- TEXT SECTION:
Entropy in Few Minutes
Connecting various notions of entropies quickly
I’ve recently been collecting my thoughts on ‘entropy’, and was looking to explain it concisely. It is one of those non-trivial concepts that was introduced multiple times over a typical engineering education, but when asked to be defined, elicits several seemingly disjoint responses such as disorder, irreversibility and sometimes just a convex function. I’ll do my best in this article to explain, using an axiomatic approach, what entropy actually means and connect its various notions.
From the Basics
The first notion is from thermodynamics and it really helps to define it quickly using an axiomatic formulation [1]. This should be the preferred choice on how it should be taught in colleges according to me.
First, one can define “system” S as a set, “states” as variables associated with it and “process” p for each system that has an initial ⌊𝙥⌋ and final state ⌈𝙥⌉. These processes can also be “concatenated” as well (𝙥₁∘𝙥₂)
Then, one can define a “work” function W(p) that just gives a number for each process. This function is defined to be additive when you concatenate processes, or in other words, W(𝙥₁∘𝙥₂) = W(𝙥₁) + W(𝙥₂) and agrees with intuition. This leads naturally to the familiar assumption — the first law.
First Law: W just depends on the initial ⌊𝙥⌋ and final states⌈𝙥⌉!
The first law basically states that the work is not dependent on the process, but only on the states. Based on this, one can define “internal energy” U that equals the work to reach the current state from a reference state U₀. Note that this would be independent of the process as prescribed by the first law.
This also leads to a definition of “heat” added to a system S as
𝗤(𝙥) = ΔU(𝙥) − W(𝙥), with ΔU = U(⌈𝙥⌉) − U(⌊𝙥⌋)

- RECORDED INFORMATION:
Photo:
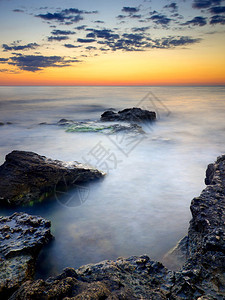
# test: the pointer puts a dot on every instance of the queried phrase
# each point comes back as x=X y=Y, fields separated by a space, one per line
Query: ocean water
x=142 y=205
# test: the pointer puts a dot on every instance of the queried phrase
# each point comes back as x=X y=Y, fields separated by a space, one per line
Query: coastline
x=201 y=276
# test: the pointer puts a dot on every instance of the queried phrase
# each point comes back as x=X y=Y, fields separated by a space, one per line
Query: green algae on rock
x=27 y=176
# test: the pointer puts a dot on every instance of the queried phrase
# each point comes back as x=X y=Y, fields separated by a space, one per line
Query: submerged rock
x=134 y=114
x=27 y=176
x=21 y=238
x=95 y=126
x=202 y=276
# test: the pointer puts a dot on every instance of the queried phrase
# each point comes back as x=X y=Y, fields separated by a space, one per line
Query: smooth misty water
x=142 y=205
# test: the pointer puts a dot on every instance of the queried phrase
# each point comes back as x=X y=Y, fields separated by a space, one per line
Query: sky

---

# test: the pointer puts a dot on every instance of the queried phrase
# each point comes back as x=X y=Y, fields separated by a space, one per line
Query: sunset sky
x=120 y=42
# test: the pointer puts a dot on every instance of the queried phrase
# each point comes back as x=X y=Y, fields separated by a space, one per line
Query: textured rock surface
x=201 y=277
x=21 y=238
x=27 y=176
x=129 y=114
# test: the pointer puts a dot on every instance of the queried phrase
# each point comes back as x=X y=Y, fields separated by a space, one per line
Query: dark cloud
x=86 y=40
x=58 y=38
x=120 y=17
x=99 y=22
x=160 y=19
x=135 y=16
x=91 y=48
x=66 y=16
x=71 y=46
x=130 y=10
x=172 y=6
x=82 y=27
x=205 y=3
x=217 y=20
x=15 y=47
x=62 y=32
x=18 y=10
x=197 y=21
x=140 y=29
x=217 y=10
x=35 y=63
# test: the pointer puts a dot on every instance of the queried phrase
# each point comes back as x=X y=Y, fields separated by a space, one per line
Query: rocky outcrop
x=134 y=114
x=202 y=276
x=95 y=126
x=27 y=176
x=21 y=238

--

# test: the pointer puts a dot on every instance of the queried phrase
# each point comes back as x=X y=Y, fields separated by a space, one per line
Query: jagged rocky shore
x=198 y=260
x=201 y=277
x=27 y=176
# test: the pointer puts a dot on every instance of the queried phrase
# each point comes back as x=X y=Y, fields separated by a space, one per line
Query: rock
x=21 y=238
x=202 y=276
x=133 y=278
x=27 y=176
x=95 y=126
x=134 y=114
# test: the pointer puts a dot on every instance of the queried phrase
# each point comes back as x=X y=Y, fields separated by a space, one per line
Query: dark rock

- DIRECTIVE: Reproduce the entropy article from above in full, word for word.

- EXERCISE OUTPUT:
Entropy in Few Minutes
Connecting various notions of entropies quickly
I’ve recently been collecting my thoughts on ‘entropy’, and was looking to explain it concisely. It is one of those non-trivial concepts that was introduced multiple times over a typical engineering education, but when asked to be defined, elicits several seemingly disjoint responses such as disorder, irreversibility and sometimes just a convex function. I’ll do my best in this article to explain, using an axiomatic approach, what entropy actually means and connect its various notions.
From the Basics
The first notion is from thermodynamics and it really helps to define it quickly using an axiomatic formulation [1]. This should be the preferred choice on how it should be taught in colleges according to me.
First, one can define “system” S as a set, “states” as variables associated with it and “process” p for each system that has an initial ⌊𝙥⌋ and final state ⌈𝙥⌉. These processes can also be “concatenated” as well (𝙥₁∘𝙥₂)
Then, one can define a “work” function W(p) that just gives a number for each process. This function is defined to be additive when you concatenate processes, or in other words, W(𝙥₁∘𝙥₂) = W(𝙥₁) + W(𝙥₂) and agrees with intuition. This leads naturally to the familiar assumption — the first law.
First Law: W just depends on the initial ⌊𝙥⌋ and final states⌈𝙥⌉!
The first law basically states that the work is not dependent on the process, but only on the states. Based on this, one can define “internal energy” U that equals the work to reach the current state from a reference state U₀. Note that this would be independent of the process as prescribed by the first law.
This also leads to a definition of “heat” added to a system S as
𝗤(𝙥) = ΔU(𝙥) − W(𝙥), with ΔU = U(⌈𝙥⌉) − U(⌊𝙥⌋)